§ **DOCUMENT SECTION**:
╔══
Lizzie is a History of Art PhD Candidate at Pembroke College, University of Cambridge. She completed her History of Art BA at King’s College, Cambridge, in 2014, and in 2016 she received her MPhil in History of Art at Peterhouse, Cambridge. She previously worked for Art Fund, the United Kingdom’s national charity for art in 2014–2015. Lizzie has curated displays in the Fitzwilliam Museum (2017) and the Cambridge University Library (2018), and she recently contributed to the exhibition catalogue for ‘Michaelina: Baroque’s Leading Lady’, Rubenshuis and Museum aan de Stroom, Antwerp (2018). Lizzie is also a Trustee of the Wiener Library, London, the world’s oldest Holocaust archive.
Ying-chen Peng – J.S. Lee Memorial Fellowship
Dr. Ying-chen Peng is an Assistant Professor of Chinese art history at American University, Washington D.C. She received her PhD degree from the University of California, Los Angeles in 2014. She specializes in late imperial and modern Chinese material culture, with a focus on gender issues and the global interaction of craft art during the 19th and 20th centuries. She has published articles on the art patronage of Empress Dowager Cixi and curated an exhibition on Cixi's art from the collections of Summer Palace, Beijing.
Ying-chen is currently writing a book manuscript on the collecting of Asian art in mid-19th century America. She will spend seven months at the Rijksmuseum to study the collections of Asian ceramics in the Museum as well as in the region to explore the roles Asian art dealers, collectors and their collections in the Netherlands and other European countries played in the formative era of American connoisseurship of Asian art.
Forough Sajadi – Andrew W. Mellon Fellowship
Forough Sajadi is a PhD candidate in the History of Art at the University of Warsaw in Poland, where she studies Persian and European painting in the seventeenth century. As a Fellow at the Rijksmuseum, she is working on her PhD dissertation. Specifically, she is examining the links between Persian paintings and Netherlandish art during the period 1588–1722. In this research, Forough will collect and analyse Persian paintings that were inspired by Netherlandish artworks. She is also documenting the careers of a few Dutch and Flemish painters who travelled to Persia in the seventeenth century.
Prior to joining the Rijksmuseum, Forough was a Lecturer in the History of Persian Miniatures at the Institute of Art History at the University of Warsaw. She was also a Lecturer in Persian Miniatures collaborating with the Asia and Pacific Museum in Warsaw. She earned her MA in the Research of Art in Tehran, Iran. Outside of academia, she has extensive experience as a painter and has held a number of exhibitions.
╚══
Stored entries
╔══
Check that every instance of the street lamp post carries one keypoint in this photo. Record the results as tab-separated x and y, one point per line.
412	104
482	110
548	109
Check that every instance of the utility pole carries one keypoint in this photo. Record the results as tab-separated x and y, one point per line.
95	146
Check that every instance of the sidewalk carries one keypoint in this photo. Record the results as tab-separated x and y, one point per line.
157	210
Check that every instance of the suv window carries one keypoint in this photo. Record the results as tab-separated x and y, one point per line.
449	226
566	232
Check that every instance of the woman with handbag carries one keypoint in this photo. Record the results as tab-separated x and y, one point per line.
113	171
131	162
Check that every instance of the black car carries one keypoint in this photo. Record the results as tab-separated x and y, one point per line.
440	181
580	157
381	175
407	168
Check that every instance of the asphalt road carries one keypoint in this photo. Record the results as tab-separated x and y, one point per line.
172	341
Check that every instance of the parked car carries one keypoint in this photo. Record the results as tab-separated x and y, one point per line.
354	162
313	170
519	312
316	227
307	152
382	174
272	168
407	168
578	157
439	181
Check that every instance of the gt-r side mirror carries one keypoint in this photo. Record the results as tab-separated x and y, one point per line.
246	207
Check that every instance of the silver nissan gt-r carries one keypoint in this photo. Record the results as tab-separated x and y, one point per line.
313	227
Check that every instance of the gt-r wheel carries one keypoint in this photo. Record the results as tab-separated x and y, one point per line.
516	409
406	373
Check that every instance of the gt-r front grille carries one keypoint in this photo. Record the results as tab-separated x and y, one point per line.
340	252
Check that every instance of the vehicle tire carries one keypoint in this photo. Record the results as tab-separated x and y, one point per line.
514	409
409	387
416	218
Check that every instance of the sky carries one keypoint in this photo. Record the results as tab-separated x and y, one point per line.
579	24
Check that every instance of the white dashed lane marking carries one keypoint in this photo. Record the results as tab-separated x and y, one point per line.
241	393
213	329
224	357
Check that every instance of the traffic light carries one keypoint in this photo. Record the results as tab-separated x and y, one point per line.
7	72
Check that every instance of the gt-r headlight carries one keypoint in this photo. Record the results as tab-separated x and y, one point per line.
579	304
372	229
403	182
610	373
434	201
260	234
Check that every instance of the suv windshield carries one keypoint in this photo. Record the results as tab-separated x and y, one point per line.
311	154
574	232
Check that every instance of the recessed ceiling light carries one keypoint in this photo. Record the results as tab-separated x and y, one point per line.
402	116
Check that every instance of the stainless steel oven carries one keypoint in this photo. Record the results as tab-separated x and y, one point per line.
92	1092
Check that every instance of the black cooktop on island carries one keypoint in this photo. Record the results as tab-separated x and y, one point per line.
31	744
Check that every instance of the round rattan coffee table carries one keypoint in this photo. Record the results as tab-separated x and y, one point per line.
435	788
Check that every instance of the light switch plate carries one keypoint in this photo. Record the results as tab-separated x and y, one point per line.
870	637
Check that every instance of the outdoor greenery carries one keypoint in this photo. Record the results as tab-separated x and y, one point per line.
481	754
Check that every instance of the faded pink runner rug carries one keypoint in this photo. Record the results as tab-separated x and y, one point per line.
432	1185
╚══
§ **EXERCISE 1**:
According to the fellowship biographies, which university awarded Ying-chen Peng her PhD, and in what year?
§ **EXERCISE 2**:
Extract each line of the records that contains the word "black".

§ **FINISHED ANSWER 1**:
The University of California, Los Angeles, in 2014.

§ **FINISHED ANSWER 2**:
Check that every instance of the black car carries one keypoint in this photo. Record the results as tab-separated x and y, one point per line.
Check that every instance of the black cooktop on island carries one keypoint in this photo. Record the results as tab-separated x and y, one point per line.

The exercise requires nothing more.